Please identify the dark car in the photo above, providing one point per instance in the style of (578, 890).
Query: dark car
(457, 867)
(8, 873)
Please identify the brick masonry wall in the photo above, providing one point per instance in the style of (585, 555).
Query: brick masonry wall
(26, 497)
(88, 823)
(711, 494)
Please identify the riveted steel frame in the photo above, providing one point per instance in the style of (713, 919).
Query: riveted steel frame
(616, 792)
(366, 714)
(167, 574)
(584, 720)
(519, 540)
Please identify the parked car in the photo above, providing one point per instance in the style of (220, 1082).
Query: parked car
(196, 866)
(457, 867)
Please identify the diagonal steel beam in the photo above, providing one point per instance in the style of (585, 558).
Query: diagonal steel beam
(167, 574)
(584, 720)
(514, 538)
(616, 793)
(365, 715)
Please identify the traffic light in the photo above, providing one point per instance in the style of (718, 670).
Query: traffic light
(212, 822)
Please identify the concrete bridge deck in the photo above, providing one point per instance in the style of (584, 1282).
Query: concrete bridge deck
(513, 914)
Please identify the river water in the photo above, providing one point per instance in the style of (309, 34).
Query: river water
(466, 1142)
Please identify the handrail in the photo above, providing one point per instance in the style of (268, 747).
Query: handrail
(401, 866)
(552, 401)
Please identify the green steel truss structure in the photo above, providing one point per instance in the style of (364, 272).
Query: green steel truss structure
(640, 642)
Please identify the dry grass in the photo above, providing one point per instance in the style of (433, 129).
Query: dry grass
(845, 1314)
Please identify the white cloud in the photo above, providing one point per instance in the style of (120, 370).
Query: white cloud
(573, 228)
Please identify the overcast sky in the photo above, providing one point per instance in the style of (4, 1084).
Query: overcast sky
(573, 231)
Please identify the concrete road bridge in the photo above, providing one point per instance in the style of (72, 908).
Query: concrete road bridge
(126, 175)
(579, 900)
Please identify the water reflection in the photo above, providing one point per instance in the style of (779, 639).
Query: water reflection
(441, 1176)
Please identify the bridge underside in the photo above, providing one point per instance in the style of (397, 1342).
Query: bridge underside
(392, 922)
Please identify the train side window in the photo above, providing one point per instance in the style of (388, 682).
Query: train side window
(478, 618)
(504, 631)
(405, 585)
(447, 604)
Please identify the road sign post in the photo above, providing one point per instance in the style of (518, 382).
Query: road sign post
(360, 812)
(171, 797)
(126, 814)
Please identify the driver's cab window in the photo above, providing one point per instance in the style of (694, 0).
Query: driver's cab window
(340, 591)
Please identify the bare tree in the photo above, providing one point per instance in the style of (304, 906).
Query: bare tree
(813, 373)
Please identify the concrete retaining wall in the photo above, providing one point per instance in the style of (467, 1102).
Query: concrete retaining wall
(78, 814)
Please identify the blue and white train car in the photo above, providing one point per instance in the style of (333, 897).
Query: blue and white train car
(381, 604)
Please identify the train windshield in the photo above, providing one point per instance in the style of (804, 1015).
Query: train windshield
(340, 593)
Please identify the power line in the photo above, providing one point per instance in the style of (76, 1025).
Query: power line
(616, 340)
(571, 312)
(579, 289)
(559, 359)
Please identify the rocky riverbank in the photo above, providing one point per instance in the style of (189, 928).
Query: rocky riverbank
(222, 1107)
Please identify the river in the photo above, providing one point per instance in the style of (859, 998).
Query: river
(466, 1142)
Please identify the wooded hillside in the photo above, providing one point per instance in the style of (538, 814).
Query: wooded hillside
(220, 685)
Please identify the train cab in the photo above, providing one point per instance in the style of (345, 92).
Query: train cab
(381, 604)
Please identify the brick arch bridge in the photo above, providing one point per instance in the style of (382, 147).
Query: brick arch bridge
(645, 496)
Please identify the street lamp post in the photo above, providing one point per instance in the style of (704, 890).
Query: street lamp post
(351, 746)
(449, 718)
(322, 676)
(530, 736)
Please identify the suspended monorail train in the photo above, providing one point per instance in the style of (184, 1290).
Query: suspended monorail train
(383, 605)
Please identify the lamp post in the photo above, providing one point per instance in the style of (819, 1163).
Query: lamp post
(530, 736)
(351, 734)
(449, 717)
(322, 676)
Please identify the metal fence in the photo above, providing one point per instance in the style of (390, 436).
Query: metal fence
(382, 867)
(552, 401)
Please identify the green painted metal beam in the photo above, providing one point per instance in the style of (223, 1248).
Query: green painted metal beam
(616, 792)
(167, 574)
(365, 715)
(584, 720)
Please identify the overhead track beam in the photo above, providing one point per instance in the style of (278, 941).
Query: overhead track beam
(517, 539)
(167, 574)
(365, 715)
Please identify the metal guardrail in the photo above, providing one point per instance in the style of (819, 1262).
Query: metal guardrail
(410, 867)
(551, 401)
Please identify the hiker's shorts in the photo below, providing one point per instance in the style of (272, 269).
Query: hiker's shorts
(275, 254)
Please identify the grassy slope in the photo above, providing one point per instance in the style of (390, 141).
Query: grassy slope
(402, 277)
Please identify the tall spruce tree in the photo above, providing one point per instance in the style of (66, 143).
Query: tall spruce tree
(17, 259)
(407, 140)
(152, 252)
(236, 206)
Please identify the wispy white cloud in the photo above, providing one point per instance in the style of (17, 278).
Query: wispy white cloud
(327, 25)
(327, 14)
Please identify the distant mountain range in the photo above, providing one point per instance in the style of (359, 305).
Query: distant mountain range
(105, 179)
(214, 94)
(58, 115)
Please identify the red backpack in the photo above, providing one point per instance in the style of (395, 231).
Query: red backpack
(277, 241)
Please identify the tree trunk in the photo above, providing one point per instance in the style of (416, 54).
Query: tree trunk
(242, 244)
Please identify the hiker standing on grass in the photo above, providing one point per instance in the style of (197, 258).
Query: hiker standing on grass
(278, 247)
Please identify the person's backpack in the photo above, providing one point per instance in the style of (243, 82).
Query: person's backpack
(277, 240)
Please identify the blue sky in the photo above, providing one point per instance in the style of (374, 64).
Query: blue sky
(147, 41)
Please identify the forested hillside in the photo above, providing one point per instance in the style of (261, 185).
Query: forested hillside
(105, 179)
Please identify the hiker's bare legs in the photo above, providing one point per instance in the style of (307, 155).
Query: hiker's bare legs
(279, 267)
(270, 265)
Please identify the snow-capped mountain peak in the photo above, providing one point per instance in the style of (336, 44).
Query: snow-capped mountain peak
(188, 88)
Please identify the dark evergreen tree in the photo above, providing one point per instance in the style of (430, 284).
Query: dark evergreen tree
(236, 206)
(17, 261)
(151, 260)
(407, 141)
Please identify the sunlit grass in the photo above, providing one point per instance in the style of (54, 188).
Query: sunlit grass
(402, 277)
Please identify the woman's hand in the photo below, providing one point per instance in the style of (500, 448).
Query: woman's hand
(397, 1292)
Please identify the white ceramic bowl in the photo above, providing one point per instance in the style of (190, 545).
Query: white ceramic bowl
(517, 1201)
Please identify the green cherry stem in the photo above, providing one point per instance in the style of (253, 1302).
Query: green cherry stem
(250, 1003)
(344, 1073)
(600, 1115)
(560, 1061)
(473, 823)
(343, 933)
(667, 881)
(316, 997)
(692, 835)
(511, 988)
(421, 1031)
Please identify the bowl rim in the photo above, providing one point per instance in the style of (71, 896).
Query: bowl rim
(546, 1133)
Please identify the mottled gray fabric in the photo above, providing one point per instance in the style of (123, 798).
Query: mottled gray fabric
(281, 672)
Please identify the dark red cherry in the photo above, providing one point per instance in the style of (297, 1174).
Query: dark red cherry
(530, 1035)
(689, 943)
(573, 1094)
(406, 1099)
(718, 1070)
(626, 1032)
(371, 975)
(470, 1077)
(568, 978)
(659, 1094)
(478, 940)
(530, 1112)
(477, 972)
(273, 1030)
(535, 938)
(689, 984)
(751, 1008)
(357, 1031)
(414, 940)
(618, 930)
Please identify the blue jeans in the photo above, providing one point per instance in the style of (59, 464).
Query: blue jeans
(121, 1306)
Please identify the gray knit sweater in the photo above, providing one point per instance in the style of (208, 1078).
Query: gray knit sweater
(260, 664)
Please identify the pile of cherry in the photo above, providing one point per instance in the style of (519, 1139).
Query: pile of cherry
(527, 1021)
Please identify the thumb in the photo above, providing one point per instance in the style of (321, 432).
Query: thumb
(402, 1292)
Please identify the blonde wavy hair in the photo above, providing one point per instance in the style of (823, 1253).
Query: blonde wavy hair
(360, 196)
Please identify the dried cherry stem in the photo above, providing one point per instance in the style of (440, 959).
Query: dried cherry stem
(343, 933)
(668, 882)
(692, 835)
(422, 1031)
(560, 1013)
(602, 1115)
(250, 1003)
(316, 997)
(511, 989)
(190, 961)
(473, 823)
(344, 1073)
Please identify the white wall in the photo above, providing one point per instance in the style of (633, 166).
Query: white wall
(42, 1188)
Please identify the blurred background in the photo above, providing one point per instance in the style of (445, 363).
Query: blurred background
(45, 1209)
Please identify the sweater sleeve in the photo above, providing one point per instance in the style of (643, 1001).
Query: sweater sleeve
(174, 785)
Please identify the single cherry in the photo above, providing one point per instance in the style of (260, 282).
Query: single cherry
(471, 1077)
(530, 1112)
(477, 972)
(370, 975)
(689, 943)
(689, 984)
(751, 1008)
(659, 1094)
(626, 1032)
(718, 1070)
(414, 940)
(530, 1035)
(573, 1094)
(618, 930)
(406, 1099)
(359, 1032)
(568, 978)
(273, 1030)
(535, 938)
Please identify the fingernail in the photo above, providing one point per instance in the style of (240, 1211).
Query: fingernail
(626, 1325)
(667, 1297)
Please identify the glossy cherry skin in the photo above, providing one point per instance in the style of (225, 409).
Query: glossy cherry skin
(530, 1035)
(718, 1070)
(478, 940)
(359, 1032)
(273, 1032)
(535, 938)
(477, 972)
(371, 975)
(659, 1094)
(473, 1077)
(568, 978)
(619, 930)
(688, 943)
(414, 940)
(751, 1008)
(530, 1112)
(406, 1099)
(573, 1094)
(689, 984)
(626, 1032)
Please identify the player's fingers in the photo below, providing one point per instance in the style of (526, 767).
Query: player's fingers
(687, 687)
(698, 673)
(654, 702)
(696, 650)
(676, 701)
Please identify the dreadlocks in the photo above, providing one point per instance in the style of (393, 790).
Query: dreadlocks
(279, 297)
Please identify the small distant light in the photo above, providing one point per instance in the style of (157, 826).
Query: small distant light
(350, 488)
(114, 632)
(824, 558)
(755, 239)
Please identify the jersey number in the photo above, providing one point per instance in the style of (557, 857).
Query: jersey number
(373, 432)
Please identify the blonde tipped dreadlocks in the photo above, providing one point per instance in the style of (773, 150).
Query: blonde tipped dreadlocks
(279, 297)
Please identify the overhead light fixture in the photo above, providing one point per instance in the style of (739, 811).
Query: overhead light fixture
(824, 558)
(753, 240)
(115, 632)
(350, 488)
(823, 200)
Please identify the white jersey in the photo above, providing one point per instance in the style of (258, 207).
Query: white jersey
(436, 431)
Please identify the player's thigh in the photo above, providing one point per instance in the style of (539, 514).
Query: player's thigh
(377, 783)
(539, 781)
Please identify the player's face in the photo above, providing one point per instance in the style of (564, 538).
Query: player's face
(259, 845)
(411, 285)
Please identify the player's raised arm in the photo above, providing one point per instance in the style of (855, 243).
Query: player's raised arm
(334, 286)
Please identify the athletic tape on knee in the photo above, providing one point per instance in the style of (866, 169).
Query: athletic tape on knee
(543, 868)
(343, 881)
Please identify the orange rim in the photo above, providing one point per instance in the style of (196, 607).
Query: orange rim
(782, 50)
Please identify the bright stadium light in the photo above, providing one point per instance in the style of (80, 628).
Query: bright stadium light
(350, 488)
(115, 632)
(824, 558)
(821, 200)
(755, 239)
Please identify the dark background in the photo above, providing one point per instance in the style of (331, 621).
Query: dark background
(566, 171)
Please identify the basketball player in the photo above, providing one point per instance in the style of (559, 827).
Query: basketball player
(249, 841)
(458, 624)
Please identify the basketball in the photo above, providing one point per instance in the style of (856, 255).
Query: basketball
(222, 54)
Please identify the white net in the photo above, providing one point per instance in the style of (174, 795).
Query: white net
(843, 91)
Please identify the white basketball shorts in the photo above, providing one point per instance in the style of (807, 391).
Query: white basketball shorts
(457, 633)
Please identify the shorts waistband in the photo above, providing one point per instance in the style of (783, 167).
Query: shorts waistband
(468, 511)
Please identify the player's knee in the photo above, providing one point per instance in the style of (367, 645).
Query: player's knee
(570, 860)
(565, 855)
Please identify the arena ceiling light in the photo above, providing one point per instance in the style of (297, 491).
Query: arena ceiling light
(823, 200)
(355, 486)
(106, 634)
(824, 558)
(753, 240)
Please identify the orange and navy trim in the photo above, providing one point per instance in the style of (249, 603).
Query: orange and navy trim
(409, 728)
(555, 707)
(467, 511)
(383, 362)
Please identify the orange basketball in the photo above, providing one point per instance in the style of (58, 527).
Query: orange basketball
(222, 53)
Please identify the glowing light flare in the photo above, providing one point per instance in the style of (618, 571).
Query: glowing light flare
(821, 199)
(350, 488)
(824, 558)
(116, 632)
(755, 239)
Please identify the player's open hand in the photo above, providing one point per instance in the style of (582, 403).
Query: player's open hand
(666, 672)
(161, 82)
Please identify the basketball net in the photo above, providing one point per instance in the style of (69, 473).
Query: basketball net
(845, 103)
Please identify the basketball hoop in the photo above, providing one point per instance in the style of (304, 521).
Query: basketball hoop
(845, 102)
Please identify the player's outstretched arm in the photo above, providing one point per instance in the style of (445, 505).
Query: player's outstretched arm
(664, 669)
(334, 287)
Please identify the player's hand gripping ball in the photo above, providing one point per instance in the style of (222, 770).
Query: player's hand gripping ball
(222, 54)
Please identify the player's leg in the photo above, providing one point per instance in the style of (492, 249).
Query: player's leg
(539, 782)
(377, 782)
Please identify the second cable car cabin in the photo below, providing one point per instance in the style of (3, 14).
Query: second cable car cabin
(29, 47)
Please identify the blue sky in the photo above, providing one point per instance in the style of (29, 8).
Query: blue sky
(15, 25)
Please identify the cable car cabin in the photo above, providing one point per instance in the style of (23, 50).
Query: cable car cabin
# # # # # # #
* [WHAT NEEDS TO BE DONE]: Find the line that contains "Please identify the player's hand" in the listing above. Retype it and every line after it up to the last, exactly, and nothing else.

* [RESPONSE TO THIS TASK]:
Please identify the player's hand gripping ball in the photo above, providing one point per instance in the style of (222, 770).
Query: player's hand gripping ball
(222, 54)
Please identify the player's leg in the photo above, providing one point per instance in the style of (492, 249).
Query: player's leg
(539, 782)
(377, 782)
Please identify the second cable car cabin in the photo below, providing one point per instance in the style of (3, 14).
Query: second cable car cabin
(29, 47)
Please identify the blue sky in the photo above, providing one point per instance in the style of (29, 8).
Query: blue sky
(15, 25)
Please identify the cable car cabin in the photo above, providing one point per instance in the style of (23, 50).
Query: cable car cabin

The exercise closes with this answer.